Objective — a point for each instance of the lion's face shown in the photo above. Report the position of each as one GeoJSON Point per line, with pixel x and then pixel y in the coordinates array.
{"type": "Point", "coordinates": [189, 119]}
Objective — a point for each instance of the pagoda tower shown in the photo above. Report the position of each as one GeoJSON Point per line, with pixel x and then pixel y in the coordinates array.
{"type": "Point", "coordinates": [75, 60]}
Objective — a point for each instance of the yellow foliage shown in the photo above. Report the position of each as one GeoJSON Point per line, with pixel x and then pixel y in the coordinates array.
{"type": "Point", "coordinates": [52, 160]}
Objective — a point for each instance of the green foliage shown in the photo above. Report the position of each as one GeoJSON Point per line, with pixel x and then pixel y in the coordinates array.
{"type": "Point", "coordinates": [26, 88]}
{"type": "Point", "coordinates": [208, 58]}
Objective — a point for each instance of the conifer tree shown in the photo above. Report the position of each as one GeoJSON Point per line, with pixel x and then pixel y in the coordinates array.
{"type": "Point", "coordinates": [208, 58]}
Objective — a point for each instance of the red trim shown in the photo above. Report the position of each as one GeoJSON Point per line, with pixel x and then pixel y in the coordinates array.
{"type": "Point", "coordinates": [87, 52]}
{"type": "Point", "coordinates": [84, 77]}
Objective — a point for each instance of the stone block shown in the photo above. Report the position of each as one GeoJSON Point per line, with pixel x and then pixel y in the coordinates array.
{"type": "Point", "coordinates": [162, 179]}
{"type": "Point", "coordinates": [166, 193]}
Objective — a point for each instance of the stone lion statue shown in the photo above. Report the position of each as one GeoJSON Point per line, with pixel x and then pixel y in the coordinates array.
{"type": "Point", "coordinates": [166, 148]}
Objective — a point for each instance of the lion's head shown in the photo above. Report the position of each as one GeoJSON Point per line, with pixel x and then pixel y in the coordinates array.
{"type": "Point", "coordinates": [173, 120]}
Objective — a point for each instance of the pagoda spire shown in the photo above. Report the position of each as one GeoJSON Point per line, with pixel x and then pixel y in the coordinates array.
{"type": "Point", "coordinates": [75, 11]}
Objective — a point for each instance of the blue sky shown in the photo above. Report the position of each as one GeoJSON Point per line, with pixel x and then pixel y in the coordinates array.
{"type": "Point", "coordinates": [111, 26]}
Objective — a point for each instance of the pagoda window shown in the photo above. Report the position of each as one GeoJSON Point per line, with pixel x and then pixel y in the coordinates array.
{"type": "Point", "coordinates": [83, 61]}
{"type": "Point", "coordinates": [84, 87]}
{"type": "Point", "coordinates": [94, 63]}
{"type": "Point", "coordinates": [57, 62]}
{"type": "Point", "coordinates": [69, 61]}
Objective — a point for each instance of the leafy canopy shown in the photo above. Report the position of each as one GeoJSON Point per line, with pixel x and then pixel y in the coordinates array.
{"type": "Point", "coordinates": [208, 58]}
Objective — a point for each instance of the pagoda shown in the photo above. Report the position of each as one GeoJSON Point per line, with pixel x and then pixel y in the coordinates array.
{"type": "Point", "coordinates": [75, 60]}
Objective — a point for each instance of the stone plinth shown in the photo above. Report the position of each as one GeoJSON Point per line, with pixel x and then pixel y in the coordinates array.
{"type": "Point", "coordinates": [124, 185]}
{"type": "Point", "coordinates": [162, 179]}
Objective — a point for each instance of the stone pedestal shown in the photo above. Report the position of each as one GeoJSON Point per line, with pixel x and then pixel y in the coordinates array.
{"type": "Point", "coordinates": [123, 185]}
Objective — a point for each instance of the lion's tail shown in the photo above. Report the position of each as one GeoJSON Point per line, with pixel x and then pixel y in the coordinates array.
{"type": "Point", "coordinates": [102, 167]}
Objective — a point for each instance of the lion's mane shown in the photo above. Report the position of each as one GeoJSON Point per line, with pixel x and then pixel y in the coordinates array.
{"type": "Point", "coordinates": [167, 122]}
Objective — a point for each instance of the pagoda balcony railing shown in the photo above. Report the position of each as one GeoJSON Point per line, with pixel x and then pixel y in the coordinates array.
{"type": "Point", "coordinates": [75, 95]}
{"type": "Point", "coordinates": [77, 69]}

(TASK INSTRUCTIONS) Starting at the line that contains "Objective — a point for each instance of the lion's mane" and ending with the last line of the records, give those lines as a JSON list of strings with one string per line, leaving out any blank lines.

(EXERCISE RESPONSE)
[
  "Objective — a point for each instance of the lion's mane shown in the photo above. Report the position of each as one GeoJSON Point per line, with pixel x and then pixel y in the coordinates array.",
  "{\"type\": \"Point\", \"coordinates\": [167, 122]}",
  "Objective — a point for each instance of the pagoda balcony railing shown in the photo above. Report the position of each as one GeoJSON Point per line, with pixel x and then pixel y in the coordinates array.",
  "{\"type\": \"Point\", \"coordinates\": [75, 95]}",
  "{\"type\": \"Point\", \"coordinates\": [77, 69]}"
]